(Saved entries)

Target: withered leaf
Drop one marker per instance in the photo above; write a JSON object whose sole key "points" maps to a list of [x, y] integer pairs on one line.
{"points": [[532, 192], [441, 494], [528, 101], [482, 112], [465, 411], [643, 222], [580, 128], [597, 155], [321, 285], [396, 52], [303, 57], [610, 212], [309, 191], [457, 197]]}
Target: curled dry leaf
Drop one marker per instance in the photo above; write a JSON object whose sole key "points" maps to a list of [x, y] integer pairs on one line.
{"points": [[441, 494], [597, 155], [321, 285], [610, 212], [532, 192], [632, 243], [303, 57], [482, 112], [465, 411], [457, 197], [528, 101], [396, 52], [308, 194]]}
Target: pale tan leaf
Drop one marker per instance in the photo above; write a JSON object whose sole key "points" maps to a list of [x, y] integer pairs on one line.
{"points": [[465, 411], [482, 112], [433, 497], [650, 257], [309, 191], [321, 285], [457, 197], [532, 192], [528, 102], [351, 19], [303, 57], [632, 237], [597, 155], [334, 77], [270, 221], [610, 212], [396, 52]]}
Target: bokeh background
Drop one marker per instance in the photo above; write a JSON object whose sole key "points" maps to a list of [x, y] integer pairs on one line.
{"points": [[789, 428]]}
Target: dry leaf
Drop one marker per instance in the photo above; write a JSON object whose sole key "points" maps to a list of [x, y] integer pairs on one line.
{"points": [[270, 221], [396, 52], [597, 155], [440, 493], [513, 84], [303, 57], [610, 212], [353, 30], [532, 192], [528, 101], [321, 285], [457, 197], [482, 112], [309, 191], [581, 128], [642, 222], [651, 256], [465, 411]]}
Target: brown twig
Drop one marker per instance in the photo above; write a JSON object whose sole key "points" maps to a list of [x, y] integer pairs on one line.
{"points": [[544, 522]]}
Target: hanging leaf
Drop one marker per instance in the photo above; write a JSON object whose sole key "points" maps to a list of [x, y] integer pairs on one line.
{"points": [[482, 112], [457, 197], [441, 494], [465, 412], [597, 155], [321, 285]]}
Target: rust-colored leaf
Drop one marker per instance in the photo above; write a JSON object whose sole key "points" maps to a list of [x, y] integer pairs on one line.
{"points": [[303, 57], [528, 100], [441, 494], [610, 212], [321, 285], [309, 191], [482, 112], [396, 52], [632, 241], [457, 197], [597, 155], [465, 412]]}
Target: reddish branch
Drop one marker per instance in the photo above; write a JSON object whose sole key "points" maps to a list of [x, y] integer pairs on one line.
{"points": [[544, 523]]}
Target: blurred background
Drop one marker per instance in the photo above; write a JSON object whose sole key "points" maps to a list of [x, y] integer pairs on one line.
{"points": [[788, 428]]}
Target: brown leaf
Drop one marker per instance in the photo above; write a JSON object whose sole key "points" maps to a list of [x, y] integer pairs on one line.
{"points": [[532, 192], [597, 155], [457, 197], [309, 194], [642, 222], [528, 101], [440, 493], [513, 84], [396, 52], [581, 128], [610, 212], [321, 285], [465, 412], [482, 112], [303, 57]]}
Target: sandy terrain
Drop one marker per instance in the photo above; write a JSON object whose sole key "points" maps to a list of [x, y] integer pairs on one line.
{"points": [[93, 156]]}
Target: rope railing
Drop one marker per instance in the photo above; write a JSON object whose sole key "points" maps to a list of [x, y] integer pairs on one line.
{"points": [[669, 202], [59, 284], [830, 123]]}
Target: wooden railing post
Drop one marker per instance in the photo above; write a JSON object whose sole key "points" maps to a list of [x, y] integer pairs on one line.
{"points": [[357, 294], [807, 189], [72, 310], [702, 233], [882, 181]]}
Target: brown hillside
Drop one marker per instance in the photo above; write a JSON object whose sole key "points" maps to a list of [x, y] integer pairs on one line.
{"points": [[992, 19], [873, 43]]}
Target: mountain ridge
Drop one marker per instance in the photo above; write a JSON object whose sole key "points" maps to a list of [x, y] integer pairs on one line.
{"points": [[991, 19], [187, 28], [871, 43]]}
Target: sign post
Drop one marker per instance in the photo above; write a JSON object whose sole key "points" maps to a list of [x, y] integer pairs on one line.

▸ **Assigned task**: Reproduce the lines of the entries above from the one with "Target: hanging leaf" to the one with "Target: brown leaf", both included, exactly and without any other line.

▸ **Written reply**:
Target: hanging leaf
Drop one marker per instance in the photo above; write a JSON object whose sole key "points" maps to a list of [x, y] integer pairs on one line.
{"points": [[482, 112], [457, 197], [441, 494], [465, 412], [597, 155], [321, 285]]}
Target: rust-colored leaf
Drop one marker per instance in the photo above; write a JSON object whose sole key "points" maps to a list of [x, y] integer pairs on one line.
{"points": [[303, 57], [528, 100], [441, 494], [610, 212], [321, 285], [309, 191], [482, 112], [396, 52], [632, 241], [457, 197], [597, 155], [465, 412]]}
Target: reddish branch
Drop one marker per instance in the photo above; write a JSON object whose sole key "points" maps to a list of [x, y] integer pairs on one line.
{"points": [[544, 523]]}
Target: blurred background
Drop one marker per instance in the photo above; write a JSON object whose sole key "points" maps to a list of [x, y] integer pairs on one line.
{"points": [[788, 428]]}
Target: brown leaf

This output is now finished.